• _Your assignment_: The entries below are to be written out exactly, with no images included.

• _Provided data_:
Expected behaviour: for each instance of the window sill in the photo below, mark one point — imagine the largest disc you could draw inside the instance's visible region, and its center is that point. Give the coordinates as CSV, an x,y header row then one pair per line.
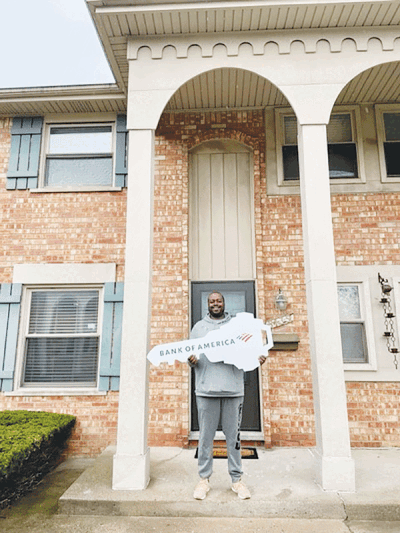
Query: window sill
x,y
88,188
56,392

• _Output of the task_:
Expected behaviour: for each instance of the window sill in the photo below, mark one point — imagine the largest disc you could draw inside the instance's visible region, and its center is that point. Give the coordinates as CSV, an x,y header row then one pair per line.
Query: window sill
x,y
88,188
56,392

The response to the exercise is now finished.